◆ Data listing:
* Start *

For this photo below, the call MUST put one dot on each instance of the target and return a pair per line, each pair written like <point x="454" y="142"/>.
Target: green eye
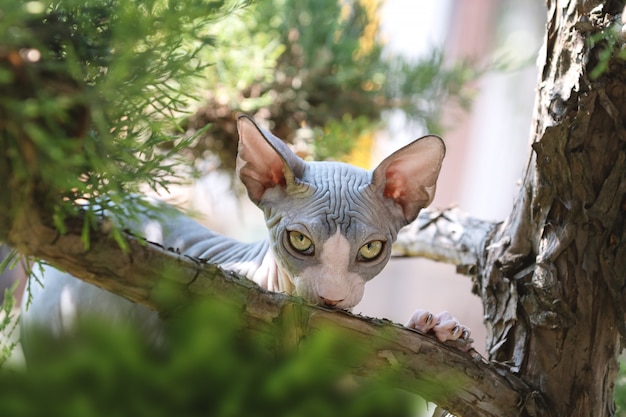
<point x="371" y="250"/>
<point x="300" y="242"/>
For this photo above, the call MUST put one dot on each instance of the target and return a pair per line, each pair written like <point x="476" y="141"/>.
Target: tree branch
<point x="449" y="236"/>
<point x="162" y="280"/>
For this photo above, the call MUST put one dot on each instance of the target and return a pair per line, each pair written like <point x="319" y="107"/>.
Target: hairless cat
<point x="331" y="226"/>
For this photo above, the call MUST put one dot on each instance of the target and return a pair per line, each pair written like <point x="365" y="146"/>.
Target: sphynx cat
<point x="331" y="226"/>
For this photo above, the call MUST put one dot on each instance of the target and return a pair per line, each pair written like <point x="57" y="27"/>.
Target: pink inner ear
<point x="395" y="185"/>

* End *

◆ Problem requirements: Convert every line of the items above into a Markdown table with the columns "Row" and "Line," numbering each row and omitting blank lines. Leave the pictures out.

◆ Result of the exercise:
| Row | Line |
|---|---|
| 1 | For this photo below, the call MUST put one dot on each instance of the target and return a pair per line, each pair written like <point x="454" y="142"/>. |
| 2 | Target: green eye |
| 3 | <point x="371" y="250"/> |
| 4 | <point x="300" y="242"/> |
| 5 | For this photo above, the call MUST put one dot on each instance of the target and return a pair per line, each pair written like <point x="476" y="141"/>. |
| 6 | Target: tree branch |
| 7 | <point x="449" y="236"/> |
| 8 | <point x="162" y="280"/> |
| 9 | For this photo above, the call MUST put one dot on each instance of the target and return a pair per line, each pair written like <point x="319" y="107"/>. |
| 10 | Target: hairless cat |
| 11 | <point x="331" y="226"/> |
| 12 | For this photo above, the call MUST put one dot on each instance of the target and return a pair per line, each pair written like <point x="365" y="146"/>. |
| 13 | Target: sphynx cat |
| 14 | <point x="331" y="226"/> |
| 15 | For this photo above, the call MUST put one dot on each instance of the target and return a pair per line, each pair written like <point x="57" y="27"/>. |
| 16 | Target: pink inner ear |
| 17 | <point x="395" y="185"/> |